[Data entries]

Start

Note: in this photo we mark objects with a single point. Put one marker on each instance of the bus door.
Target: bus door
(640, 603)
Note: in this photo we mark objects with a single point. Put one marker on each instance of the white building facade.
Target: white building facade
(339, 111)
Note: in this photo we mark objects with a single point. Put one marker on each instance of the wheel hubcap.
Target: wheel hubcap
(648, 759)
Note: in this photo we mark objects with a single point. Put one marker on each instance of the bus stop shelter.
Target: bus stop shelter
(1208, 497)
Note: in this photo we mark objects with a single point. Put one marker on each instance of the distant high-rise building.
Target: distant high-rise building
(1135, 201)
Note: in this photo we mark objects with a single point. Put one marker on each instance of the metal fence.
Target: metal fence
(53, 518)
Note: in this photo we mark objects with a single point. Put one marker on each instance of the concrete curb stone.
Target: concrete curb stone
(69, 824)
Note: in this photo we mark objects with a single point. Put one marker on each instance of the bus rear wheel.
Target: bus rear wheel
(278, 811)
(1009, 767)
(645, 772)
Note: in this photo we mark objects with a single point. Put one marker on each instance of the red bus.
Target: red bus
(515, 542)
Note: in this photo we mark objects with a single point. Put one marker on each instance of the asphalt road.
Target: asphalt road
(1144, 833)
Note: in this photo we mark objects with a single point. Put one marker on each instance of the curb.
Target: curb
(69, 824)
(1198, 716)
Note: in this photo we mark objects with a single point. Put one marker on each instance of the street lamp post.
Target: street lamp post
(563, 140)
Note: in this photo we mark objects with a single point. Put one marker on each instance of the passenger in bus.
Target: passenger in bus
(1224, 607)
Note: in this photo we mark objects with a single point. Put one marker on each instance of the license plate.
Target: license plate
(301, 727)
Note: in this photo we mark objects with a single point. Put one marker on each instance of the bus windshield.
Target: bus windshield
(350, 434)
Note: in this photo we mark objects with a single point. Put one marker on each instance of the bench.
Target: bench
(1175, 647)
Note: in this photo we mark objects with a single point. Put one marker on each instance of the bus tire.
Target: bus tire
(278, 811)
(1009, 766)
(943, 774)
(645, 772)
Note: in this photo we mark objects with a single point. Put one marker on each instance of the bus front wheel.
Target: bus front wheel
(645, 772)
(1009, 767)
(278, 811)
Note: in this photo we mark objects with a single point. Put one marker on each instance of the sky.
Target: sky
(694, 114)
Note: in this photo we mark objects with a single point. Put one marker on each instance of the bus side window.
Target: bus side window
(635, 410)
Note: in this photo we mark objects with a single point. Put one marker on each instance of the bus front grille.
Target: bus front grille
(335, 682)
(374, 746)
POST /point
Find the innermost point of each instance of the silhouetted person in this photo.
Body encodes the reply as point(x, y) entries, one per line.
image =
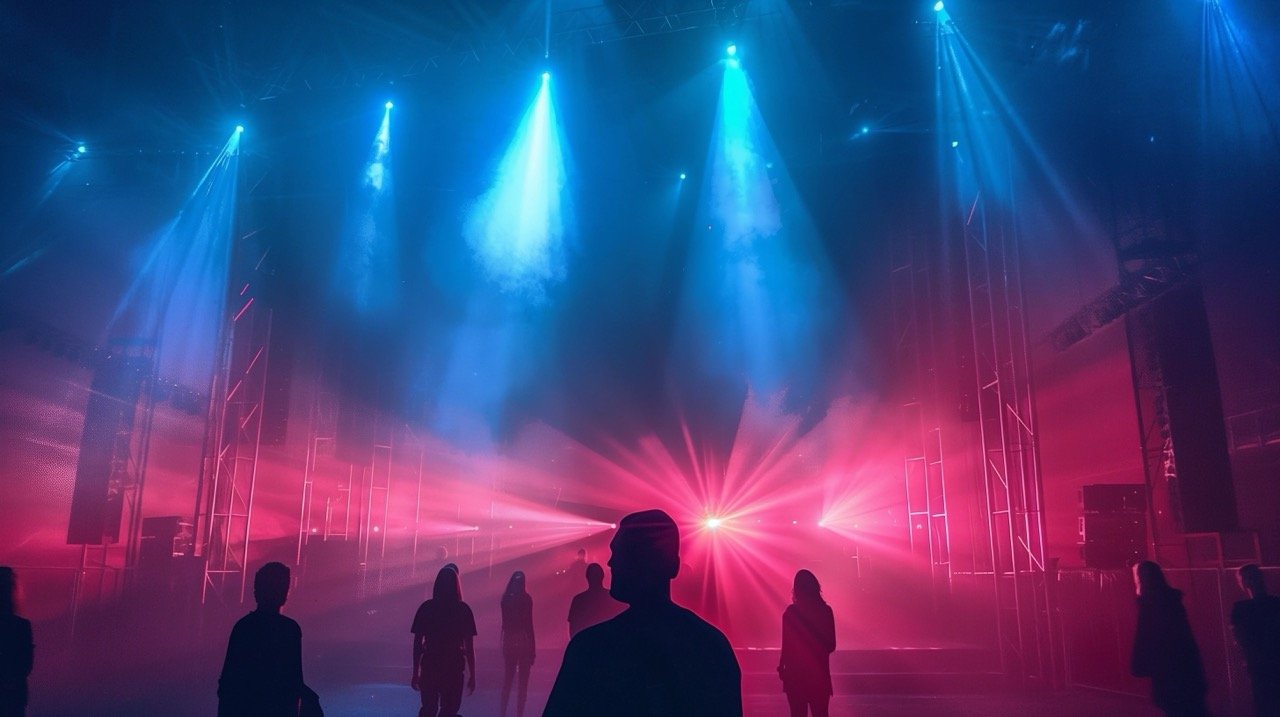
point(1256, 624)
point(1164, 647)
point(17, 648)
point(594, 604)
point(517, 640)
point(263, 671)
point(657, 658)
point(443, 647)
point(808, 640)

End

§ **Task to complete**
Rewrite all of the data above as a Markdown table with the columns Row and Line. Put a row number in the first column and one line of the data in the second, skip blank lines, and leave the pictures out.

§ **Answer to this task**
| Row | Line |
|---|---|
| 1 | Note: in this photo we mark objects with a single point. Put one marker on each instance of the bus door. |
| 2 | Target: bus door |
| 3 | (640, 603) |
| 4 | Note: in this photo we mark objects with a single point. Put one marker on each instance of the white building facade. |
| 5 | Target: white building facade |
| 6 | (339, 111) |
| 7 | Note: in this photo we mark objects with a single point. Put one marker on each instance of the wheel hubcap. |
| 8 | Target: wheel hubcap |
| 9 | (648, 759) |
| 10 | Note: in this photo we mark objects with a single point. Put one marker on each instance of the bus stop shelter. |
| 11 | Target: bus stop shelter |
| 12 | (1208, 497) |
| 13 | Note: in this photo we mark objects with a single point. Put one marker on each instance of the distant high-rise building. |
| 14 | Target: distant high-rise building |
| 15 | (1135, 201) |
| 16 | Note: in this photo we mark objects with a single point. Put one marker on each instance of the metal fence. |
| 17 | Target: metal fence |
| 18 | (53, 518) |
| 19 | Note: in this photo we mark objects with a single point. Put one marker on each instance of the concrete curb stone. |
| 20 | Target: concrete curb stone |
| 21 | (69, 824) |
| 22 | Note: in this photo we mark objects with a single point. Put one marker on each instance of the bus rear wheel. |
| 23 | Target: bus rear wheel |
| 24 | (278, 811) |
| 25 | (1009, 767) |
| 26 | (645, 772) |
| 27 | Note: in this photo we mark objects with a single point. Put one marker on each instance of the red bus. |
| 28 | Target: red bus |
| 29 | (515, 542) |
| 30 | Note: in this photo we mark objects with a single point. Put one marker on each instance of the asphalt road. |
| 31 | Target: asphalt road |
| 32 | (1144, 833) |
| 33 | Note: in this photo we mark objects with a single point. Put one marker on each instance of the curb. |
| 34 | Target: curb |
| 35 | (69, 824) |
| 36 | (1198, 716) |
| 37 | Note: in this photo we mark objects with a single point. Put one marker on each instance of the street lamp post. |
| 38 | Target: street lamp post |
| 39 | (563, 140) |
| 40 | Note: in this photo we mark objects with a single point. Put one marker on each instance of the passenger in bus. |
| 41 | Target: passenger in bus |
| 42 | (1224, 607) |
| 43 | Note: in this photo we mark objects with a single point. Put one marker on each instance of the license plate. |
| 44 | Target: license plate |
| 45 | (301, 727) |
| 46 | Note: in this photo we mark objects with a single point. Put one marker on each instance of the bus windshield. |
| 47 | Target: bus windshield |
| 48 | (350, 434) |
| 49 | Note: in this photo we mark objects with a single point. Put one marker on each instance of the bench. |
| 50 | Target: bench |
| 51 | (1175, 647) |
| 52 | Note: in this photo we mark objects with a single point. Put one marker on each instance of the bus tire. |
| 53 | Target: bus tire |
| 54 | (278, 811) |
| 55 | (1009, 766) |
| 56 | (943, 774) |
| 57 | (645, 772) |
| 58 | Note: in this photo we mark objects with a single point. Put one marker on each instance of the bus front wheel. |
| 59 | Target: bus front wheel |
| 60 | (645, 772) |
| 61 | (1009, 767) |
| 62 | (278, 811) |
| 63 | Note: in this photo we mark objects with a single point. Put one marker on each instance of the sky. |
| 64 | Target: sky |
| 65 | (694, 114) |
| 66 | Note: in this photo we mark objects with a single point. Put one marker on each instance of the bus side window. |
| 67 | Target: bus side window |
| 68 | (635, 410) |
| 69 | Note: in this photo we mark objects with a single point. Put one marker on each instance of the bus front grille. |
| 70 | Target: bus front grille |
| 71 | (335, 682) |
| 72 | (374, 746) |
| 73 | POST /point |
| 74 | Find the innermost point of each instance of the silhouetted person in this photo. |
| 75 | Body encodes the reply as point(x, y) entries, one per line. |
| 76 | image = |
| 77 | point(1256, 624) |
| 78 | point(1164, 647) |
| 79 | point(17, 648) |
| 80 | point(594, 604) |
| 81 | point(517, 640) |
| 82 | point(263, 671) |
| 83 | point(657, 658) |
| 84 | point(443, 647) |
| 85 | point(808, 640) |